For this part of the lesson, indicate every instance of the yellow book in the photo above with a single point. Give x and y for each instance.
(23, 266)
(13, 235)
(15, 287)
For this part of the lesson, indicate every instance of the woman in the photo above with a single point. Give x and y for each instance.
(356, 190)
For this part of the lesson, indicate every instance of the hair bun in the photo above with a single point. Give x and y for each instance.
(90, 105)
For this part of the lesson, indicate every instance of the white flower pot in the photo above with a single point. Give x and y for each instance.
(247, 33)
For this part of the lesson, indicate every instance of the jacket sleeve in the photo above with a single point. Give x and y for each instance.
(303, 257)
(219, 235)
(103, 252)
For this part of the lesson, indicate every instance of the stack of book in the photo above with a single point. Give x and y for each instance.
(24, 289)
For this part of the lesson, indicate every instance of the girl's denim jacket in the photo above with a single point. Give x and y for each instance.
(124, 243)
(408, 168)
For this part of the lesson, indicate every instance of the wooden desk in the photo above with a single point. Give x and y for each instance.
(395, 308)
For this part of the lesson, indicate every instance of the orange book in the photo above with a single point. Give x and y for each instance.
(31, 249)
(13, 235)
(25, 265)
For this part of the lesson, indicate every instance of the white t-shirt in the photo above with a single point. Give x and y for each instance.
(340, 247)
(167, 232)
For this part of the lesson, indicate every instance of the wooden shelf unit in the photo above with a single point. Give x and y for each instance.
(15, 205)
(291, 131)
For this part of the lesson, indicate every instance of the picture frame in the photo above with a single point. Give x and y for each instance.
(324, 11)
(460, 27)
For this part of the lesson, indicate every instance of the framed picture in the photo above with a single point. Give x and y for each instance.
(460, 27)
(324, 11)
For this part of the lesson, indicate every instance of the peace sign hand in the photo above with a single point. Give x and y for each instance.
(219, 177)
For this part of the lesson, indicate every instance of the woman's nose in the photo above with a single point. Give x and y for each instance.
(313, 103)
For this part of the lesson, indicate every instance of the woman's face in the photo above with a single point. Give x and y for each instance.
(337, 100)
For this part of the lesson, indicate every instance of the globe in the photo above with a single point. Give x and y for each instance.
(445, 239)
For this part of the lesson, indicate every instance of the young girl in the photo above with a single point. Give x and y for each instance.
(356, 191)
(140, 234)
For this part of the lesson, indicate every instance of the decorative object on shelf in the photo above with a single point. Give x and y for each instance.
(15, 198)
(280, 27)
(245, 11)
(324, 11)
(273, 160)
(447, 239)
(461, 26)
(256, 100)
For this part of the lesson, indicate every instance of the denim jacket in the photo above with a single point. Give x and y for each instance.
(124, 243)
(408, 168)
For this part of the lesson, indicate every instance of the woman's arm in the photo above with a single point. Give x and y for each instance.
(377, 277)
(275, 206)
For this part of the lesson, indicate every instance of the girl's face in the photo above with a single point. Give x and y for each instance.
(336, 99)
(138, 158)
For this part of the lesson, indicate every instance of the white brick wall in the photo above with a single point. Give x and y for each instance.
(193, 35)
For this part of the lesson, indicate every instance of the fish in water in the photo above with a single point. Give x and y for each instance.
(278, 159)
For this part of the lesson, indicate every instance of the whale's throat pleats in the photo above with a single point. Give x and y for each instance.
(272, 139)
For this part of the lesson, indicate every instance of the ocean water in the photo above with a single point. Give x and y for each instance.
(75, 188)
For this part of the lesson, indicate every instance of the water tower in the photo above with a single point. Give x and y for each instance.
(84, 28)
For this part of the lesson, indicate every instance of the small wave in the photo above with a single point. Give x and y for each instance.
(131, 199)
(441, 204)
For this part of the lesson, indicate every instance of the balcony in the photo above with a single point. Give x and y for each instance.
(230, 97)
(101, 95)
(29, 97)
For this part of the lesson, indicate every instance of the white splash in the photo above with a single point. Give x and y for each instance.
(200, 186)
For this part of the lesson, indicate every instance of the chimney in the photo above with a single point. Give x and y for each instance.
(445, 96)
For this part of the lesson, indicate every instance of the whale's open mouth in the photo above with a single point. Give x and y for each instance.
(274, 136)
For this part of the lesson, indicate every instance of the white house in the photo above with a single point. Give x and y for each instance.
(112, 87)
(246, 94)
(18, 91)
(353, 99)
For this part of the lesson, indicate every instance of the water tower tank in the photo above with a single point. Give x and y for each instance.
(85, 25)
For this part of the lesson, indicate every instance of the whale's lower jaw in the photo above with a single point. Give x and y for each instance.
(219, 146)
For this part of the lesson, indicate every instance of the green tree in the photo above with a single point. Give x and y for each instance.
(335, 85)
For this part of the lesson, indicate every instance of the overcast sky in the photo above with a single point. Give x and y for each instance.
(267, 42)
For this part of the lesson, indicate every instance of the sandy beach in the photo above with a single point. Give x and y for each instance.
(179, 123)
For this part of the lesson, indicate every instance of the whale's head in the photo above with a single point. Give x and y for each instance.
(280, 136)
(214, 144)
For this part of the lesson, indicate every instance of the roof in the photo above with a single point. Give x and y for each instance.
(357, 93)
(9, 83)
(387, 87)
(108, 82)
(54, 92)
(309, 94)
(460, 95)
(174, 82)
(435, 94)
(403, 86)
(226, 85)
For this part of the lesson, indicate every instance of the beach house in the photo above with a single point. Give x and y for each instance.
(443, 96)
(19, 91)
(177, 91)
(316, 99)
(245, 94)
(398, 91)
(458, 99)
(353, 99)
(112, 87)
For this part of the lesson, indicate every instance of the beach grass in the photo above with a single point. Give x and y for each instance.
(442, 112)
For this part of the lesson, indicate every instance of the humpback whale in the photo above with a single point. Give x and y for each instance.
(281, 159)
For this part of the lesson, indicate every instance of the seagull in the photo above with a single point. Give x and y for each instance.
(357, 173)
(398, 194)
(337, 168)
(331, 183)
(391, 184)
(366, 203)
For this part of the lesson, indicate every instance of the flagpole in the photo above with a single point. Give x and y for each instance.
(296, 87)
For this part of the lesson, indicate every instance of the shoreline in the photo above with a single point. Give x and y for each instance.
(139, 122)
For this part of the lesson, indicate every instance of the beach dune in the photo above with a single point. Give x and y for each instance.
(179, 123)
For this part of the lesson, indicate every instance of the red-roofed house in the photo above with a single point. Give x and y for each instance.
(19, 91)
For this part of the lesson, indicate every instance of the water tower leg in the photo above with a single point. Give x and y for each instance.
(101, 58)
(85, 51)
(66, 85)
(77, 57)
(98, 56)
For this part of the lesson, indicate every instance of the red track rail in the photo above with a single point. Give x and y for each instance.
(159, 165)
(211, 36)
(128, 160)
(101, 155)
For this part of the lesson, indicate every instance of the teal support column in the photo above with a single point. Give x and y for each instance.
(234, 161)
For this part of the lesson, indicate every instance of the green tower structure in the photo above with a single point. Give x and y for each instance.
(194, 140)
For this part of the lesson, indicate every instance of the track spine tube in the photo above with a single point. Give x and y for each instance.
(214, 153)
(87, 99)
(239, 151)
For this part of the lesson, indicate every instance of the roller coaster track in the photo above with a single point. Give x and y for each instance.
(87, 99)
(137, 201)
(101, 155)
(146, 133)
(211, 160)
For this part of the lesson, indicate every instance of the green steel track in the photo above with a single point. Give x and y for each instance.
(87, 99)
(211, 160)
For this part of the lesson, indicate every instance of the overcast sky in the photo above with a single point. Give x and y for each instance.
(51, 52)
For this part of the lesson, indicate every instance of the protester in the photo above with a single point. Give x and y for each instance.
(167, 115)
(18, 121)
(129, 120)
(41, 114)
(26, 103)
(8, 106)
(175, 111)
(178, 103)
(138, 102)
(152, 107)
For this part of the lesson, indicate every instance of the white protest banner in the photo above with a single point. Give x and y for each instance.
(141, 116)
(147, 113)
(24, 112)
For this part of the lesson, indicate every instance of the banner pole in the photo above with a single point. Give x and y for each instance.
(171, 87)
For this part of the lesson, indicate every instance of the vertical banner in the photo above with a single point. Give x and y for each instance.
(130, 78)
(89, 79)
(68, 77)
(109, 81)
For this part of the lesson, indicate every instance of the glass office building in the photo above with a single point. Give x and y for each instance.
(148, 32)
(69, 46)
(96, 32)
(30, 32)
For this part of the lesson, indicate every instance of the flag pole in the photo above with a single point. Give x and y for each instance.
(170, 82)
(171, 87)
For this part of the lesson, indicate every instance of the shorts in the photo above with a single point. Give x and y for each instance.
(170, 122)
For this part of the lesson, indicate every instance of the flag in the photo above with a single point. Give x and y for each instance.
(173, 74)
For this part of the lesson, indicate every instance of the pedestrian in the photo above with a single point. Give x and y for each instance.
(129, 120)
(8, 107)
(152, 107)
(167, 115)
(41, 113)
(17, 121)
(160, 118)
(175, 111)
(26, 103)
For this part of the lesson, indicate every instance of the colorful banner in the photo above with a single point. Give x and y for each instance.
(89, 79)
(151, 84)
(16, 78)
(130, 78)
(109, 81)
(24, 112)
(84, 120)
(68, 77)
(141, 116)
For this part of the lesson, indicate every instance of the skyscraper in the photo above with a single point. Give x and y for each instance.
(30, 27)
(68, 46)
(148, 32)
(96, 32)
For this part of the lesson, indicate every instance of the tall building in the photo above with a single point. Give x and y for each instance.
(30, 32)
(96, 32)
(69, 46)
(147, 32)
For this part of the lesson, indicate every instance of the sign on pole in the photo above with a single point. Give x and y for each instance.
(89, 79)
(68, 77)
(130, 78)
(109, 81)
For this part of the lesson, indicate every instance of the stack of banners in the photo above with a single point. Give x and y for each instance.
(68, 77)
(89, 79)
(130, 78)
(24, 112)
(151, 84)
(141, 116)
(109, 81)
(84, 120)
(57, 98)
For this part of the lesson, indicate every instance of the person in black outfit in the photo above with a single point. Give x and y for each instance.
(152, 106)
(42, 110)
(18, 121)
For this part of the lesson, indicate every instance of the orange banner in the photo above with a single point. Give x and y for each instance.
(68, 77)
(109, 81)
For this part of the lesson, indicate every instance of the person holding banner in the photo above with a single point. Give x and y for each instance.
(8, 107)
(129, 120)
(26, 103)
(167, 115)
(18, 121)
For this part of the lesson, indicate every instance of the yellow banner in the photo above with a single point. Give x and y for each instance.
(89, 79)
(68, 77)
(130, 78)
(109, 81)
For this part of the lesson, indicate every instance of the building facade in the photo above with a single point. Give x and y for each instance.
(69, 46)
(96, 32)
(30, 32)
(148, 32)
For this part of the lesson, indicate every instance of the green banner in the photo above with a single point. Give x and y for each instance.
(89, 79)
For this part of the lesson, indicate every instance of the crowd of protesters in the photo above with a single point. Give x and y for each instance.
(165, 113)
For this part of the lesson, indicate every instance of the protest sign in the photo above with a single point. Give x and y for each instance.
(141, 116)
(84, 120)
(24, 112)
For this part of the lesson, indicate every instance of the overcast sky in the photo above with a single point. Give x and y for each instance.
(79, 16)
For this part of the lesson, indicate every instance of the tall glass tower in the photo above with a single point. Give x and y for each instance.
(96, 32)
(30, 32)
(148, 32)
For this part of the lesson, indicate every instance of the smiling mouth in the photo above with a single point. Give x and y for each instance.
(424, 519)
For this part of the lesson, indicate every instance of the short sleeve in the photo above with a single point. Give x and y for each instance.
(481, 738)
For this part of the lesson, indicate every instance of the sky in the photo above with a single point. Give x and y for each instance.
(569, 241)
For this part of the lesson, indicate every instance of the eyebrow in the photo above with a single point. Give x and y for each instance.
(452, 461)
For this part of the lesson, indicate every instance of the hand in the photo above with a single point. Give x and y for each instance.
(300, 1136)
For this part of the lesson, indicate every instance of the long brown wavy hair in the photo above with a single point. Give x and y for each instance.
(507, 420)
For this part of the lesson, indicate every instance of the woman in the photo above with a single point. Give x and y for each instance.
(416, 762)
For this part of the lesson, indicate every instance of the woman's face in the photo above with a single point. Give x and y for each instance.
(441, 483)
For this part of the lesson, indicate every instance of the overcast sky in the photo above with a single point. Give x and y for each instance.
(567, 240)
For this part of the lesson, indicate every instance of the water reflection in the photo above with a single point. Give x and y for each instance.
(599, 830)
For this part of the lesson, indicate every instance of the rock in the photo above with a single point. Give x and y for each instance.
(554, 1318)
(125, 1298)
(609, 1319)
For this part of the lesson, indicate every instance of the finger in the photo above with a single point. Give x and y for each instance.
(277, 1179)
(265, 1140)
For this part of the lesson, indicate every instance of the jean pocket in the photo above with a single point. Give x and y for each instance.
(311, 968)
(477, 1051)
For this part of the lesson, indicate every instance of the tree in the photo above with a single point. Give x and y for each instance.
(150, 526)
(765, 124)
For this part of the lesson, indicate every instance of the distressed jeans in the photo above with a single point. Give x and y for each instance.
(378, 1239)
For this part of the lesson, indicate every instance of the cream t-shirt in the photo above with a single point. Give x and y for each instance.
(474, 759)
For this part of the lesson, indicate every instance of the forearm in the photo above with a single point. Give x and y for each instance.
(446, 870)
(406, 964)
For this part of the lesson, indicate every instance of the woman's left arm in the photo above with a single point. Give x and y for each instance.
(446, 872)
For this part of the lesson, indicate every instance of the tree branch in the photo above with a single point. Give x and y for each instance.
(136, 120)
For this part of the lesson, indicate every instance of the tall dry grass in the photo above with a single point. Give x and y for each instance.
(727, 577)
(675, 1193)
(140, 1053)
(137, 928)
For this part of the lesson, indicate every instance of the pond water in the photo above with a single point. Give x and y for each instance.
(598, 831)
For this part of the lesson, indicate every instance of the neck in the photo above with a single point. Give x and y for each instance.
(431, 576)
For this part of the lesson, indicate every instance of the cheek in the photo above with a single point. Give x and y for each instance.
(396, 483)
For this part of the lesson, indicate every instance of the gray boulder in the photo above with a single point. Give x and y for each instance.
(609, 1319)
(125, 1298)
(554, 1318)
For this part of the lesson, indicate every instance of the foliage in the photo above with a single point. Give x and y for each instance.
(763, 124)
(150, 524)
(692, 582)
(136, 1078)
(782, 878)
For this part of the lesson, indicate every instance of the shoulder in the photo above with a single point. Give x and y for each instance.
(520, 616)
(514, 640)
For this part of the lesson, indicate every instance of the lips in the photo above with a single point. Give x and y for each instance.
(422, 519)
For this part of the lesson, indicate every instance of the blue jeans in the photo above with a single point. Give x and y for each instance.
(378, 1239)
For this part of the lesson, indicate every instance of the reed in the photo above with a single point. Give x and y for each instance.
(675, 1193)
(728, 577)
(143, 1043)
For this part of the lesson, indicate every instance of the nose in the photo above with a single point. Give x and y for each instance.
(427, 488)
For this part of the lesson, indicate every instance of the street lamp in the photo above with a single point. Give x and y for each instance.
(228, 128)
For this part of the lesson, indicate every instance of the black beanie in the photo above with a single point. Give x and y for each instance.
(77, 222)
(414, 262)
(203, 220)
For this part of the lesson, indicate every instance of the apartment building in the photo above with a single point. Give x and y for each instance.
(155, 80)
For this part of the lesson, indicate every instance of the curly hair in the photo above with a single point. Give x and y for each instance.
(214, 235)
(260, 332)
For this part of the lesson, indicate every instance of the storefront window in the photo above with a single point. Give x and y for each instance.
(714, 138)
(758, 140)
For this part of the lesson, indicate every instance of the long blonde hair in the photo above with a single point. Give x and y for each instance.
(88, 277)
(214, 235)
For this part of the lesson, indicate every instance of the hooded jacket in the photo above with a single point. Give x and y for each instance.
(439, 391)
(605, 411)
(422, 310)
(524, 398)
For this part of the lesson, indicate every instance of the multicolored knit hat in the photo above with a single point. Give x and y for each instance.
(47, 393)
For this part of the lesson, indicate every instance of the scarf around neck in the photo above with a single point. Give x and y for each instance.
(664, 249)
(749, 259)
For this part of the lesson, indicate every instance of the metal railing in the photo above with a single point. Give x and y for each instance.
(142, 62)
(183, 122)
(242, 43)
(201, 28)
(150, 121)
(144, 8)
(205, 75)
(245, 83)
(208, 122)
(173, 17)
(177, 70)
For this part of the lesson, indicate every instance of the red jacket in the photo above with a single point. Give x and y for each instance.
□ □ □
(TASK DIRECTIONS):
Copy exactly the lines above, from the one containing "of the scarf" through the very last line.

(TASK RESULT):
For this part of the lesson, indicate every instance of the scarf around neck in the photo above with a single point. Give x and y for each instance.
(664, 249)
(749, 259)
For this part of the lesson, indicate every instance of the metal railing in the photo above with a single point. Give x and y for each instance.
(142, 62)
(183, 122)
(242, 43)
(201, 28)
(150, 121)
(144, 8)
(205, 75)
(245, 83)
(208, 122)
(173, 17)
(177, 70)
For this part of the lesson, indicate every instance of the red jacket in the photo above with a single point. Give x and y for each instance.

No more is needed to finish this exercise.